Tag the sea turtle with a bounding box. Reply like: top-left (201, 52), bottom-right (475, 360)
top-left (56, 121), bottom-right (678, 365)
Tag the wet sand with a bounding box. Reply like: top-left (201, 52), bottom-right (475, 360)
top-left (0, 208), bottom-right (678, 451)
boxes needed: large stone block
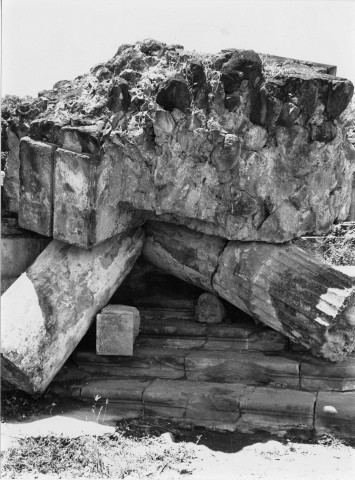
[1,218,50,294]
[3,127,20,213]
[13,44,355,248]
[53,148,144,248]
[143,222,355,361]
[1,230,144,393]
[96,305,140,356]
[19,137,57,237]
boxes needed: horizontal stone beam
[143,222,355,361]
[1,229,144,393]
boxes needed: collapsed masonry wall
[2,40,355,248]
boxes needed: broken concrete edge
[1,229,144,393]
[57,379,355,439]
[143,221,355,362]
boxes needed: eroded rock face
[6,40,355,247]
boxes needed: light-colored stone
[96,305,140,356]
[53,148,144,248]
[1,223,50,294]
[14,43,355,248]
[19,137,57,237]
[143,222,355,361]
[3,128,20,213]
[315,392,355,438]
[1,230,144,393]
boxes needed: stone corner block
[96,305,140,356]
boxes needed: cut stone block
[96,305,140,356]
[300,357,355,390]
[143,222,355,362]
[1,230,144,393]
[1,218,50,294]
[185,351,299,388]
[238,387,316,434]
[19,137,57,237]
[53,148,144,248]
[196,293,226,324]
[53,148,97,247]
[2,128,20,214]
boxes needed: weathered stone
[1,218,50,294]
[250,84,282,128]
[1,230,143,393]
[143,222,355,361]
[107,78,131,113]
[57,125,100,154]
[278,102,301,127]
[187,59,206,87]
[2,127,20,213]
[53,148,144,248]
[243,125,267,151]
[311,122,337,142]
[19,137,56,237]
[139,38,167,55]
[96,305,140,356]
[196,293,226,324]
[315,392,355,439]
[211,134,241,172]
[29,119,63,145]
[156,75,191,112]
[221,50,263,93]
[298,80,319,117]
[11,40,355,246]
[326,79,354,118]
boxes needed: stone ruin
[1,40,355,438]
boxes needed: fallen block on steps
[96,305,140,356]
[143,222,355,362]
[1,229,144,393]
[196,293,226,325]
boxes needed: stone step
[52,378,355,438]
[69,346,355,391]
[137,309,288,352]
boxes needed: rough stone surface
[19,137,56,237]
[3,127,20,213]
[1,230,143,393]
[143,222,355,361]
[196,293,226,324]
[96,305,140,356]
[9,40,355,246]
[1,218,50,294]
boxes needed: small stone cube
[96,305,140,356]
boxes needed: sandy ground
[1,416,355,480]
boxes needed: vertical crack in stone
[211,240,229,295]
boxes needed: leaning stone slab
[1,230,143,393]
[96,305,140,356]
[19,137,57,237]
[143,222,355,362]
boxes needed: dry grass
[2,431,195,478]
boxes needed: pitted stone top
[2,39,355,247]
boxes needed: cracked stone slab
[143,222,355,362]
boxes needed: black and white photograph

### Work instructions
Scale the listing from its first line through the line containing "[6,40,355,247]", both ends included. Rewrite those lines with the requests kept, multiply every coordinate in the answers by 2, round to whole numbers with halves going up, and leave the pictures out of your answer.

### Full solution
Tag the sea turtle with a bounding box. Reply like: top-left (201, 52), bottom-right (475, 360)
top-left (112, 242), bottom-right (1356, 730)
Tag the wet sand with a bounding box. Reply like: top-left (201, 52), bottom-right (475, 360)
top-left (0, 416), bottom-right (1356, 902)
boxes needed: large stone block
[2,436,100,588]
[6,254,40,426]
[26,88,710,496]
[106,296,288,496]
[286,444,710,722]
[2,460,288,786]
[192,610,280,712]
[38,274,114,474]
boxes needed: horizontal stone beam
[286,444,710,722]
[2,458,288,786]
boxes needed: collapsed masonry wall
[4,80,710,496]
boxes needed: broken concrete edge
[2,458,288,786]
[114,758,710,878]
[286,442,710,724]
boxes needed: eroded rock face
[12,80,710,494]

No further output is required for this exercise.